--- EXTRACT TO READ Enclosed Below ---

Thursday, 29 July 2010

The citizen's right to choose - keystone of a fair society

“Life, liberty, and the pursuit of happiness” are among the inalienable rights of man enshrined in the American Declaration of Independence. Succinct as they already are, they can be further distilled down to the concept of choice.
Choice as applied to ideologies was at the heart of capitalism’s economic triumph over communism - and much of what now constitutes modern society is decided at the boundaries of choice.
I may not murder my neighbour however disagreeable nor drive through a red light and I have to pay taxes.
In a democratic society we appoint governments to decide on our behalf the limits of choice – and expect police and judiciary to enforce just laws. For example some drugs – alcohol and tobacco – are deemed legal, others not. The question of abortion is one of the clearest examples of the choice debate in action.
This is why civil liberties have to be stoutly defended because when an individual’s freedom/choice is restricted, the defence of such action must be shown that it is for the greater good.

--- End of Enclosed EXTRACT TO READ ---

# EXERCISE:
Reproduce the passage on the citizen's right to choose word for word, starting at "Thursday, 29 July" and ending at "to pay taxes.". The entries that follow are separate material and are not related to the passage on the citizen's right to choose.

--- GIVEN INFORMATION Enclosed Below ---

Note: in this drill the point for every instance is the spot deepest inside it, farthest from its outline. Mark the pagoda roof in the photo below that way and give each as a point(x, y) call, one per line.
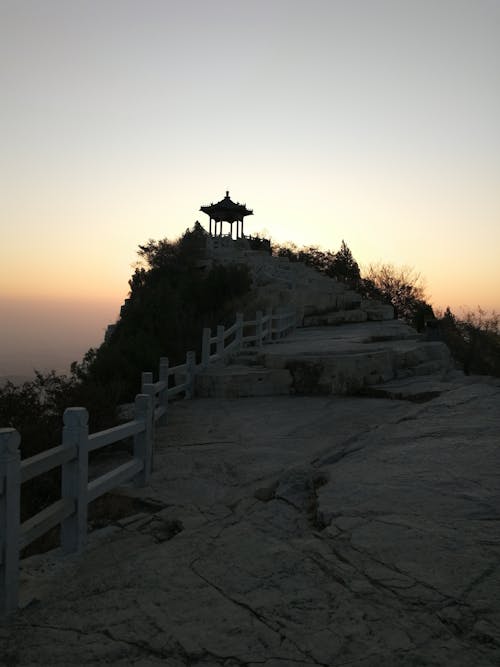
point(226, 210)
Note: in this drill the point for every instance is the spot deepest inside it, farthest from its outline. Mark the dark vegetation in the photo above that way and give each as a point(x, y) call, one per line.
point(173, 295)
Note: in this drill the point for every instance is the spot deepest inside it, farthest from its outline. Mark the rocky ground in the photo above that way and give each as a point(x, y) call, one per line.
point(291, 531)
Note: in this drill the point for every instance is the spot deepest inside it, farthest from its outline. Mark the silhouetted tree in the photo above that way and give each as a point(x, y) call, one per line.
point(344, 267)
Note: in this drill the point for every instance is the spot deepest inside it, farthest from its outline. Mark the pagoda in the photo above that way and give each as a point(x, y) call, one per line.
point(226, 211)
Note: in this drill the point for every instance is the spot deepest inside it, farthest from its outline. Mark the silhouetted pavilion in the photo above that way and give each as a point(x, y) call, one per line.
point(227, 211)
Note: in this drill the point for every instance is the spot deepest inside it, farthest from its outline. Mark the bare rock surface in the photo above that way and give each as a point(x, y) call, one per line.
point(290, 531)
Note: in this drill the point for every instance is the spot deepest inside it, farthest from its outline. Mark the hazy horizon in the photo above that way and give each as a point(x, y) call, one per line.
point(373, 121)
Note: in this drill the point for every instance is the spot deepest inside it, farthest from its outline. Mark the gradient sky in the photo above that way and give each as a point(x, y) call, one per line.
point(372, 121)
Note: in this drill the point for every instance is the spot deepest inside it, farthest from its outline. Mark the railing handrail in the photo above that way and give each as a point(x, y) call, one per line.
point(151, 406)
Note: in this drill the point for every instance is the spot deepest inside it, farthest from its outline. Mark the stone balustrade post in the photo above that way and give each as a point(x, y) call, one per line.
point(74, 479)
point(190, 373)
point(10, 496)
point(239, 330)
point(220, 340)
point(143, 441)
point(146, 378)
point(258, 329)
point(205, 347)
point(269, 331)
point(163, 395)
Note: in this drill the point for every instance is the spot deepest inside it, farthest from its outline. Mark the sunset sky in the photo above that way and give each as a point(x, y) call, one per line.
point(373, 121)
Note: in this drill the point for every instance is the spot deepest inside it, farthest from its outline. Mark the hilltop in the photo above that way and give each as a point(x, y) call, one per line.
point(330, 500)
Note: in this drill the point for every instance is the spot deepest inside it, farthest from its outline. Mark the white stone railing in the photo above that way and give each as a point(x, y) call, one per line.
point(77, 491)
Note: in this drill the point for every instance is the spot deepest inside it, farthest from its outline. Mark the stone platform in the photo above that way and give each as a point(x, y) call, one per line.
point(343, 359)
point(290, 531)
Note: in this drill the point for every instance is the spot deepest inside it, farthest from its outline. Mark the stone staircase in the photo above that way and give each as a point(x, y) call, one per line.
point(344, 344)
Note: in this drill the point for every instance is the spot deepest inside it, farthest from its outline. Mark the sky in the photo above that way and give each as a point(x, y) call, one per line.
point(373, 121)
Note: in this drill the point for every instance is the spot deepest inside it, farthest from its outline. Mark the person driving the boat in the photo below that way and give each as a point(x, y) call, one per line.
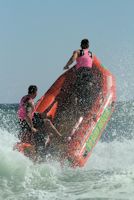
point(82, 88)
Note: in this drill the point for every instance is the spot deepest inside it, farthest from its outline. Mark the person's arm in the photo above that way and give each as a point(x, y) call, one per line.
point(52, 127)
point(29, 110)
point(71, 60)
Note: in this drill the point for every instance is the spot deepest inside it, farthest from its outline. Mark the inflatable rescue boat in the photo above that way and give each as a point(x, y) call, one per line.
point(80, 119)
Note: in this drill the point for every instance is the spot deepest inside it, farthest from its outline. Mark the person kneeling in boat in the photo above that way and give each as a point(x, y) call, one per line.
point(33, 124)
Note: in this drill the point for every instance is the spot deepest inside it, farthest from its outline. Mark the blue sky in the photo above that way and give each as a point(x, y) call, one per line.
point(38, 37)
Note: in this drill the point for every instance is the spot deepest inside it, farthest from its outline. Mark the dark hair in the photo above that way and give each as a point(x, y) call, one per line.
point(32, 89)
point(84, 44)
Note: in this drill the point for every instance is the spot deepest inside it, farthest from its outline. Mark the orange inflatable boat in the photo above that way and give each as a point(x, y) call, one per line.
point(81, 124)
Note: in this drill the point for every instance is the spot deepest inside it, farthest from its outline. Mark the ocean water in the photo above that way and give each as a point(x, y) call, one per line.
point(108, 174)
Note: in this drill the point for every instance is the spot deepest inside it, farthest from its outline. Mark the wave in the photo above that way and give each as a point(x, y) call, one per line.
point(120, 126)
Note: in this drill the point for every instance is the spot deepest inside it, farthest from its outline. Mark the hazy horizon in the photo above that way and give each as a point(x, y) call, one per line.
point(38, 37)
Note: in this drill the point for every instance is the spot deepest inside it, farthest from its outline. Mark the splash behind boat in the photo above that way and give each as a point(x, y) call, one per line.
point(80, 119)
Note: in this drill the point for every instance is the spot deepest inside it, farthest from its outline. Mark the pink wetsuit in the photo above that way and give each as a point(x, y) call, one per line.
point(22, 107)
point(84, 60)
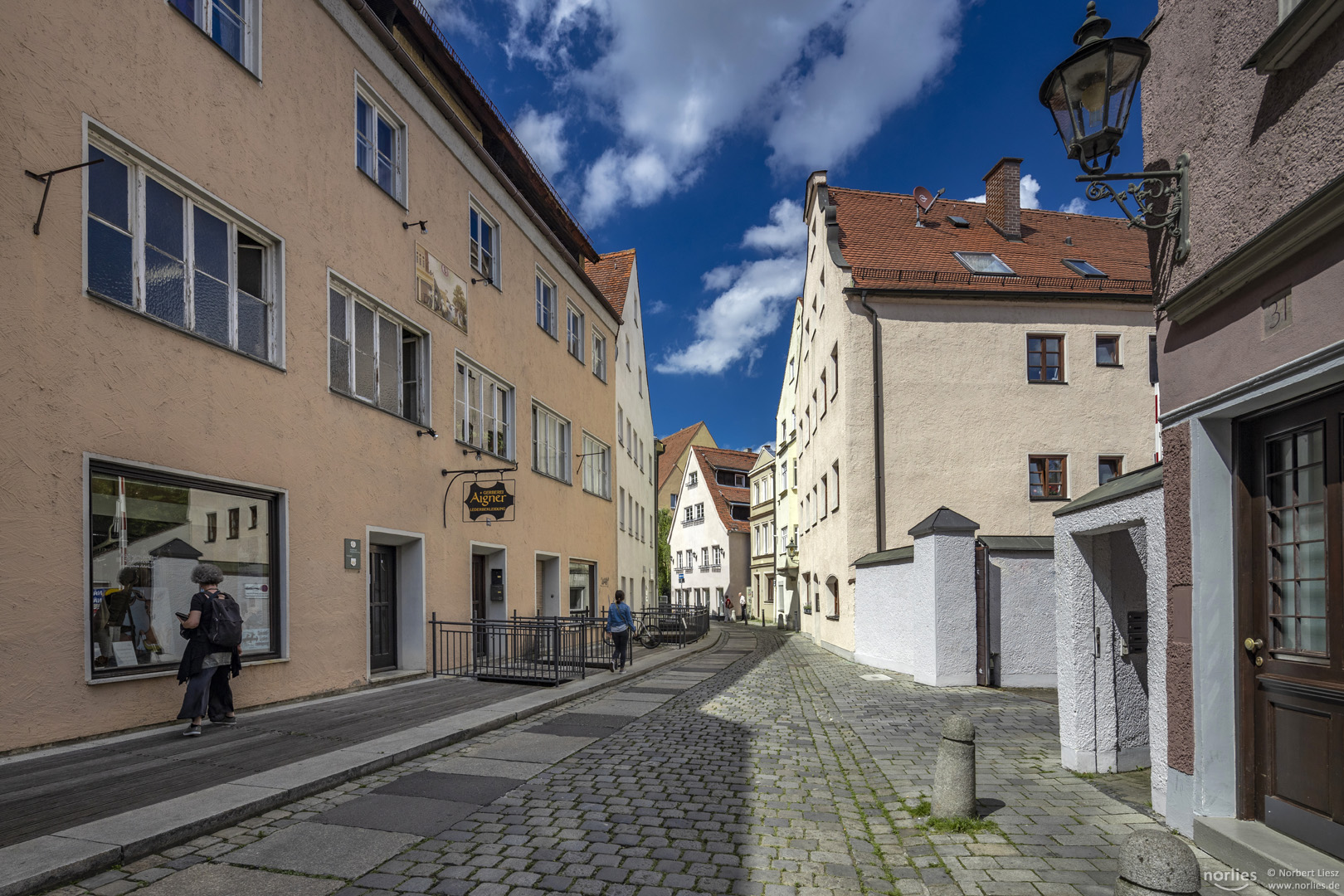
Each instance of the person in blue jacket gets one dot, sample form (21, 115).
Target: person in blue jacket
(619, 622)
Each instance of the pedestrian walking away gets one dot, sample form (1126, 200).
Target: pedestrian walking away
(619, 622)
(212, 655)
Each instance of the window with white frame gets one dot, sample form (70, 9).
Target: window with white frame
(597, 468)
(233, 24)
(483, 410)
(485, 245)
(167, 250)
(375, 356)
(598, 355)
(550, 444)
(379, 141)
(546, 304)
(574, 329)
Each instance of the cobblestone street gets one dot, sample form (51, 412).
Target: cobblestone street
(763, 767)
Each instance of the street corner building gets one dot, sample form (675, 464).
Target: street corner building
(1252, 353)
(711, 531)
(956, 373)
(308, 293)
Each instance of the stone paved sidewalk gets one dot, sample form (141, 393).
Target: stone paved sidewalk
(767, 767)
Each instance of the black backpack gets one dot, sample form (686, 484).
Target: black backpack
(225, 624)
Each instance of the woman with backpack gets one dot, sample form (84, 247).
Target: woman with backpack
(212, 655)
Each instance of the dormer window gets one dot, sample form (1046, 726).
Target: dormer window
(1082, 268)
(983, 264)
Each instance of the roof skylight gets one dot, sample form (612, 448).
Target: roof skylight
(984, 264)
(1079, 266)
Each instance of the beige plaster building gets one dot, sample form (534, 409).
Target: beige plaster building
(242, 344)
(672, 460)
(761, 481)
(636, 557)
(1010, 349)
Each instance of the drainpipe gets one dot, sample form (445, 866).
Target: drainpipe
(879, 457)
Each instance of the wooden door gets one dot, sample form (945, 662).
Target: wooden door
(1291, 596)
(479, 602)
(382, 607)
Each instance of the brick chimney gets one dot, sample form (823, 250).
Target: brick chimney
(1003, 197)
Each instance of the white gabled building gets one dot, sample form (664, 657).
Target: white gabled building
(635, 492)
(711, 533)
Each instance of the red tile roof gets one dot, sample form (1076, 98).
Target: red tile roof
(611, 275)
(884, 249)
(713, 460)
(674, 446)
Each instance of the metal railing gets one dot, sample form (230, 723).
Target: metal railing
(548, 650)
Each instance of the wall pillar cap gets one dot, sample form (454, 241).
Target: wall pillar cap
(944, 522)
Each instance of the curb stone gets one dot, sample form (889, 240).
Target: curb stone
(85, 850)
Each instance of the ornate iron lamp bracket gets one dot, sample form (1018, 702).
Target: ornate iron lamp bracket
(1146, 190)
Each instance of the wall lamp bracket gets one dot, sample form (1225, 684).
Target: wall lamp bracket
(1146, 190)
(46, 180)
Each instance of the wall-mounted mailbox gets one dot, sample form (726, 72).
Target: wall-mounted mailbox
(1136, 631)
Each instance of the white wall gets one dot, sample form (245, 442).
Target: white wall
(635, 555)
(1022, 617)
(1110, 559)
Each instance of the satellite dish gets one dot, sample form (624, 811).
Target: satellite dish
(923, 202)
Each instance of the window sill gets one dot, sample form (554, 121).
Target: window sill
(183, 331)
(381, 410)
(570, 483)
(465, 445)
(171, 670)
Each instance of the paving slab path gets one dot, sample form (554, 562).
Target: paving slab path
(767, 767)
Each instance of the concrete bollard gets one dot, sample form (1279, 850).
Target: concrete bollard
(1152, 861)
(955, 776)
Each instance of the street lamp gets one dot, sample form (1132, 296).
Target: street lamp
(1089, 95)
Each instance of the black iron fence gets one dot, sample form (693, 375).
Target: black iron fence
(550, 650)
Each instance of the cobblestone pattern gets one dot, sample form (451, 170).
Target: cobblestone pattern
(784, 776)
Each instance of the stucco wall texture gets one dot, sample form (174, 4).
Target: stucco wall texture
(1110, 561)
(86, 377)
(1259, 145)
(1022, 617)
(1181, 683)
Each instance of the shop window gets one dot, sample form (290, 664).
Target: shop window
(582, 587)
(147, 531)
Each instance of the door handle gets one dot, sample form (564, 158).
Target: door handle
(1253, 646)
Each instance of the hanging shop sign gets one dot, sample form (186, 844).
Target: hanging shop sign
(491, 503)
(440, 289)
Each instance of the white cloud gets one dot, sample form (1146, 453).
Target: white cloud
(735, 323)
(1027, 191)
(786, 231)
(815, 77)
(543, 136)
(752, 301)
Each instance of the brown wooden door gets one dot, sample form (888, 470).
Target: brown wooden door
(1291, 592)
(382, 607)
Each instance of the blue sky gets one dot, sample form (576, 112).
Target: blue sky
(686, 129)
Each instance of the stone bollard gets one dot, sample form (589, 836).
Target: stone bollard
(1152, 861)
(955, 776)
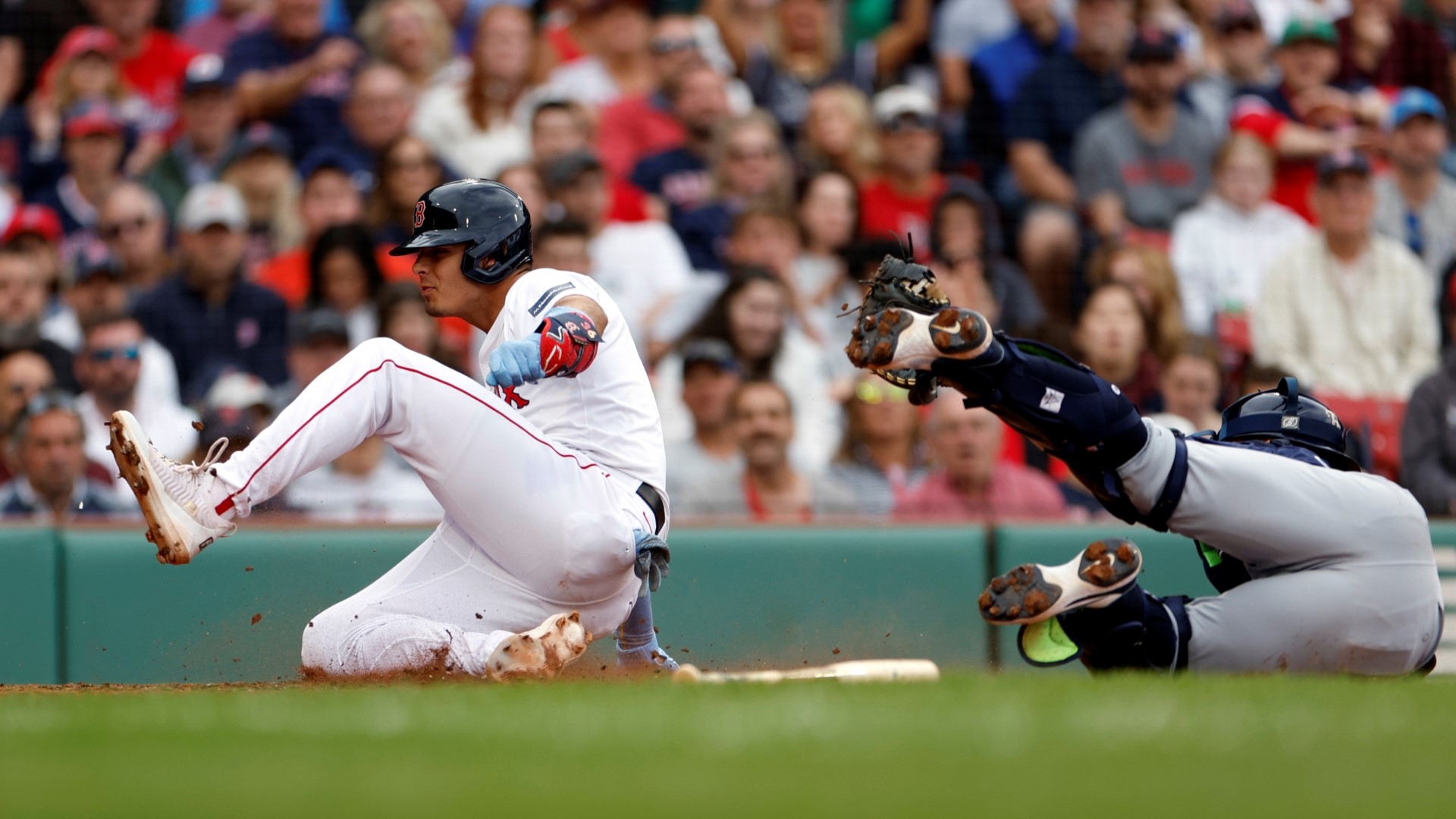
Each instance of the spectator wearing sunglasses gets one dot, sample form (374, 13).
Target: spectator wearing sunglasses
(133, 224)
(881, 457)
(638, 126)
(109, 371)
(99, 292)
(24, 375)
(49, 450)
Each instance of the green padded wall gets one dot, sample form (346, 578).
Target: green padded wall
(783, 596)
(133, 620)
(1169, 564)
(30, 610)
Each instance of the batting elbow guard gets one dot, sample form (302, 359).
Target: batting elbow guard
(570, 341)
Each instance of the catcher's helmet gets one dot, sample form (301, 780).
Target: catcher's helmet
(484, 216)
(1285, 414)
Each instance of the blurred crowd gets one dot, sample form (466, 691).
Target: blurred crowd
(1194, 197)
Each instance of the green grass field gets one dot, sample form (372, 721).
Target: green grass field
(983, 745)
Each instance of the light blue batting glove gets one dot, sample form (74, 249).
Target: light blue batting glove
(516, 362)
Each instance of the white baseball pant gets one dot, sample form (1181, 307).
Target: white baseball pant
(530, 528)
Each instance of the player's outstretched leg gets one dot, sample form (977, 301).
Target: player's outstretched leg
(637, 640)
(1091, 608)
(175, 497)
(541, 651)
(1034, 592)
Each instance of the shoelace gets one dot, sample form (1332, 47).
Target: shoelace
(215, 453)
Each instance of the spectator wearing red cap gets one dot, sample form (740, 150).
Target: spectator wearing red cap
(30, 34)
(899, 202)
(86, 67)
(36, 231)
(294, 74)
(1381, 47)
(92, 145)
(1305, 117)
(152, 60)
(619, 63)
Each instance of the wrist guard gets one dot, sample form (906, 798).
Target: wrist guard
(570, 341)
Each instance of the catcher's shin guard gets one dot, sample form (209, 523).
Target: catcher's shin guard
(1139, 632)
(1069, 413)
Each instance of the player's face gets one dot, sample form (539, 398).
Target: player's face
(441, 284)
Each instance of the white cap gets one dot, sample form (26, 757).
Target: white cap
(212, 203)
(237, 391)
(900, 101)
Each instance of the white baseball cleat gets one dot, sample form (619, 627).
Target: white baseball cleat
(909, 340)
(1034, 592)
(174, 497)
(541, 651)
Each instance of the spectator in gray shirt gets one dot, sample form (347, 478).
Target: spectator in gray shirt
(711, 375)
(1416, 205)
(769, 488)
(1142, 164)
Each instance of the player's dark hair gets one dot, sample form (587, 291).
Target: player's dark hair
(356, 241)
(715, 321)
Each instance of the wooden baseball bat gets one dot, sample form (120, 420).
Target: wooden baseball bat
(849, 670)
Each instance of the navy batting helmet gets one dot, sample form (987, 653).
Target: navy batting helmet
(1285, 414)
(484, 216)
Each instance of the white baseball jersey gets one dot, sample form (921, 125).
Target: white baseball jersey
(607, 411)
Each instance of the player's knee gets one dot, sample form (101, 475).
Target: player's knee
(379, 349)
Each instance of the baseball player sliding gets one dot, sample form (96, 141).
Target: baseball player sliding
(549, 475)
(1321, 567)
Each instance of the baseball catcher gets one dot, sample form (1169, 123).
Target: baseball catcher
(549, 474)
(1320, 566)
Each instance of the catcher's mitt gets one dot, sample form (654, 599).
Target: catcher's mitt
(900, 283)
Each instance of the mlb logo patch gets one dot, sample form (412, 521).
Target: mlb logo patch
(1052, 400)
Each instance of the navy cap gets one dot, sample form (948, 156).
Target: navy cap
(1416, 102)
(319, 325)
(1341, 162)
(1153, 44)
(711, 352)
(206, 72)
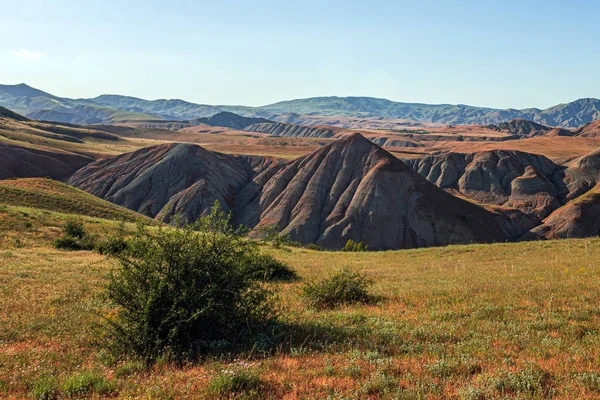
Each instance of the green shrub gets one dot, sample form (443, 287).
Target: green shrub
(72, 243)
(74, 228)
(128, 368)
(266, 268)
(179, 291)
(351, 245)
(345, 287)
(237, 382)
(75, 237)
(45, 387)
(86, 384)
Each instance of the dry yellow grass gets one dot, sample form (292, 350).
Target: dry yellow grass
(480, 321)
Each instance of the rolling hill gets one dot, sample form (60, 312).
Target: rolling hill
(47, 194)
(115, 108)
(350, 189)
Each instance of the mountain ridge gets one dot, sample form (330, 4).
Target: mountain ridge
(25, 99)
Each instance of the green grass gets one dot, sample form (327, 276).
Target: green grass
(517, 320)
(56, 196)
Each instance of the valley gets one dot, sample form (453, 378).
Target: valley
(473, 294)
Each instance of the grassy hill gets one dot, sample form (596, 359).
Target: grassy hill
(55, 196)
(481, 321)
(116, 108)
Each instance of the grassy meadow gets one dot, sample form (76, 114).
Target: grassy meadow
(514, 320)
(480, 321)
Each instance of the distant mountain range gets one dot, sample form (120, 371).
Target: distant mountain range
(109, 109)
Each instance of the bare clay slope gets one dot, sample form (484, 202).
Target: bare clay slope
(353, 189)
(529, 182)
(169, 179)
(350, 189)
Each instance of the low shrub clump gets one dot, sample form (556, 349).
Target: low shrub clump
(180, 291)
(351, 245)
(266, 268)
(345, 287)
(87, 383)
(75, 237)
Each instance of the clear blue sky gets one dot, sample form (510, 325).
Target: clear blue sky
(496, 53)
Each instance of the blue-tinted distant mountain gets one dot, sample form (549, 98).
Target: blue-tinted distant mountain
(230, 120)
(27, 101)
(37, 104)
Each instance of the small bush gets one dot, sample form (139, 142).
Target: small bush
(266, 268)
(345, 287)
(351, 245)
(238, 382)
(128, 368)
(316, 247)
(86, 384)
(74, 237)
(45, 388)
(178, 291)
(72, 243)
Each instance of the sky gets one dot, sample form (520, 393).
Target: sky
(493, 53)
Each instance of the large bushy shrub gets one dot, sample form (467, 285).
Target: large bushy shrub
(182, 291)
(344, 287)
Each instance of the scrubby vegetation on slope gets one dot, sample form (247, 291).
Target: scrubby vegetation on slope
(479, 321)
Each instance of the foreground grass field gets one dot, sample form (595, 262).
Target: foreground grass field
(482, 321)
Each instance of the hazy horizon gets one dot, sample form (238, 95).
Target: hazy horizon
(502, 55)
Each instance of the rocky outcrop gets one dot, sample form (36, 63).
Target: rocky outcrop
(292, 130)
(229, 120)
(23, 162)
(394, 142)
(353, 189)
(591, 130)
(170, 179)
(576, 219)
(528, 182)
(6, 113)
(350, 189)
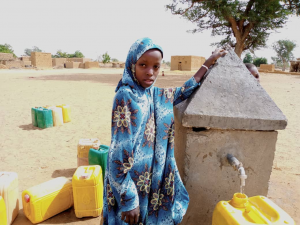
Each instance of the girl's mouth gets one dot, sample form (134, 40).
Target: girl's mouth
(148, 81)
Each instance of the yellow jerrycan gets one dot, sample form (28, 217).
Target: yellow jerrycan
(9, 190)
(3, 217)
(66, 112)
(88, 191)
(241, 210)
(47, 199)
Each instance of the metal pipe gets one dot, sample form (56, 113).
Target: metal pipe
(237, 165)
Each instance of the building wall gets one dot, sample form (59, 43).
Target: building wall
(13, 64)
(268, 67)
(82, 60)
(41, 59)
(58, 61)
(188, 63)
(197, 62)
(71, 65)
(6, 56)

--- End of Enclosed GIVEN INFORMATION ---

# TASK SOLUTION:
Thursday, 29 July 2010

The citizen's right to choose - keystone of a fair society

“Life, liberty, and the pursuit of happiness” are among the inalienable rights of man enshrined in the American Declaration of Independence. Succinct as they already are, they can be further distilled down to the concept of choice.
Choice as applied to ideologies was at the heart of capitalism’s economic triumph over communism - and much of what now constitutes modern society is decided at the boundaries of choice.
I may not murder my neighbour however disagreeable nor drive through a red light and I have to pay taxes.